Exercise directions
Extract each line of the material below that contains the word "recessed".

Data in this exercise
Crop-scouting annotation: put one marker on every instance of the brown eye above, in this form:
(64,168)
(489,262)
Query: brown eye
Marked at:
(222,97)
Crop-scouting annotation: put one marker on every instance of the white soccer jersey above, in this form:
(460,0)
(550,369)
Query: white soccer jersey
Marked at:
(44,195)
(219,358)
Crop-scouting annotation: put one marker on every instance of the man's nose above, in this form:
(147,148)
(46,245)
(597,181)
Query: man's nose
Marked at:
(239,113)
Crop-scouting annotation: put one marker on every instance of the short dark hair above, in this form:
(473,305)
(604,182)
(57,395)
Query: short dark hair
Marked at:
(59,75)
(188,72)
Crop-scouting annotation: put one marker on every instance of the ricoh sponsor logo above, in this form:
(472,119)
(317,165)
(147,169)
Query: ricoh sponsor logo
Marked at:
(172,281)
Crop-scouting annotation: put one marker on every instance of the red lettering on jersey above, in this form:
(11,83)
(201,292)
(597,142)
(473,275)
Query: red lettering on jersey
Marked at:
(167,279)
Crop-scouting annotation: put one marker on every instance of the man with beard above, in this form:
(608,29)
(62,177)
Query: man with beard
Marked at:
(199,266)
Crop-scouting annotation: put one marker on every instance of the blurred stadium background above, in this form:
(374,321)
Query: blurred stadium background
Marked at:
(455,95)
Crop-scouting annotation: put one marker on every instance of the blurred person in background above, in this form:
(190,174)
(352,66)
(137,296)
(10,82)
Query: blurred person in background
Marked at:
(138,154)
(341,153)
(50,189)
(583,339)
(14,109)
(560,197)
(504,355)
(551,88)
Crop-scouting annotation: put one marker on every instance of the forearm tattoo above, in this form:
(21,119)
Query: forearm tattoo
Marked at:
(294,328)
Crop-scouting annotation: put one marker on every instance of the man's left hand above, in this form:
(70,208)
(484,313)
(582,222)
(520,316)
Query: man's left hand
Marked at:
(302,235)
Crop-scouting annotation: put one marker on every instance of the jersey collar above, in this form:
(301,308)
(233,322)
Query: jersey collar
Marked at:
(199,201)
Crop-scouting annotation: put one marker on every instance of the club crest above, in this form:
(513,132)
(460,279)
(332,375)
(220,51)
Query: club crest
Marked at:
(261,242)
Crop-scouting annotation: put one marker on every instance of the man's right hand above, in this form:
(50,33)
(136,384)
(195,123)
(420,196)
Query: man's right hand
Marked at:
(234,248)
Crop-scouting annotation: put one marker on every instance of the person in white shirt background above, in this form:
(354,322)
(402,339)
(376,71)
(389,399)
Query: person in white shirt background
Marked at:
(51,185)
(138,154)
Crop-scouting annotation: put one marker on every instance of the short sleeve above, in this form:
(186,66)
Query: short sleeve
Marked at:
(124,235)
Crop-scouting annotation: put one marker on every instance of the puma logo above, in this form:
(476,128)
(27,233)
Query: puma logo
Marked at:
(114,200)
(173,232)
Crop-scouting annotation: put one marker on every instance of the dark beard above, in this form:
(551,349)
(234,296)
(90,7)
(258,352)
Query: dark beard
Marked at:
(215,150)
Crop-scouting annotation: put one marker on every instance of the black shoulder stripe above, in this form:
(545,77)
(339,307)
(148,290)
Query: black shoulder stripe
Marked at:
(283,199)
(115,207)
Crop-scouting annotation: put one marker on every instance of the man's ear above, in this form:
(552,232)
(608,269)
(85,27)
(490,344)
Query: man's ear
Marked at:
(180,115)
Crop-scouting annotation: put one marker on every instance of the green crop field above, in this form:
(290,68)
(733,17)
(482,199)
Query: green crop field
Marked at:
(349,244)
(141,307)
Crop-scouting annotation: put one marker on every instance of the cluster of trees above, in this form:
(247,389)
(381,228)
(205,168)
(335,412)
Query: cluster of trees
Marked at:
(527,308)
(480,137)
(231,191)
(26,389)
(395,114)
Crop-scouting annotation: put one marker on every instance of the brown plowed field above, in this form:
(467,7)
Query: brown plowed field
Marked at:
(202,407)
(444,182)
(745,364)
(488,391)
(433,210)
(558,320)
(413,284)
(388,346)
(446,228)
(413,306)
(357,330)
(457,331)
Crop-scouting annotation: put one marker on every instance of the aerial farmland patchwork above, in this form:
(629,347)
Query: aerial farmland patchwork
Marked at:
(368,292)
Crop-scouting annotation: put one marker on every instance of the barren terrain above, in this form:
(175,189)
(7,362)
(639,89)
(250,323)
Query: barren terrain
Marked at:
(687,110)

* * *

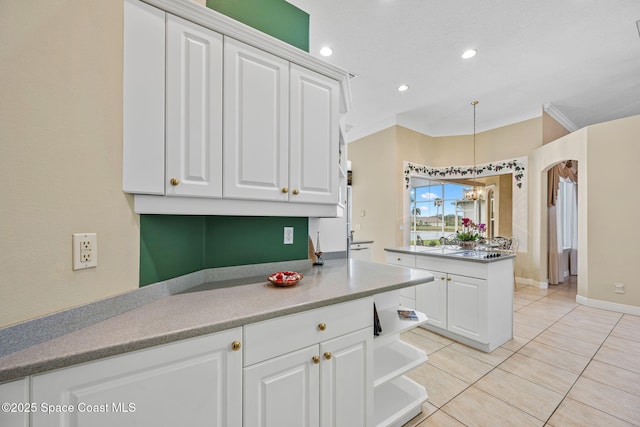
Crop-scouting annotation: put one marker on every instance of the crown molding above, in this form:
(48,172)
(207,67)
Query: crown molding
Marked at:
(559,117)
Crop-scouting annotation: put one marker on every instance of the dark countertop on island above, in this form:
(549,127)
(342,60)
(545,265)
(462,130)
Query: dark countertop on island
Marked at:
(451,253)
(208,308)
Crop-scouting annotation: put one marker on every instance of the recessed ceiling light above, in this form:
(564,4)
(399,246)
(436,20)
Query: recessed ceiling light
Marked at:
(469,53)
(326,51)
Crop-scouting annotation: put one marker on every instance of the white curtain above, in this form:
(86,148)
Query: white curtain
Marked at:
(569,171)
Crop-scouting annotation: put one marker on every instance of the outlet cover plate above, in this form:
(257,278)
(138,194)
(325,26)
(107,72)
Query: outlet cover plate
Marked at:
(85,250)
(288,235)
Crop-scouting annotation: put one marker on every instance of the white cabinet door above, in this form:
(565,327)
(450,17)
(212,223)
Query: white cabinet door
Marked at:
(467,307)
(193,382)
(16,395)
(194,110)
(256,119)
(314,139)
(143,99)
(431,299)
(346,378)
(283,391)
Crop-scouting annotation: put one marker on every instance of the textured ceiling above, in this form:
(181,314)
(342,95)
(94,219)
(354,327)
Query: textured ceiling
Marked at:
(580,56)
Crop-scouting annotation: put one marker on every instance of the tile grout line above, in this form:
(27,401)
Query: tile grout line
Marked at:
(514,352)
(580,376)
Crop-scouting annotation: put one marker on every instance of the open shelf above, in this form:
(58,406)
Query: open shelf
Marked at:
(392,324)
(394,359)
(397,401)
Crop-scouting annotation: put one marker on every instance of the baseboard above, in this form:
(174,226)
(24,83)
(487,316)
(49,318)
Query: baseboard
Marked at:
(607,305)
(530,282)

Correct output
Crop-scouting annotation: put one marker on every instance of the recessed ceiling light above, in this form:
Query: recessed ceiling light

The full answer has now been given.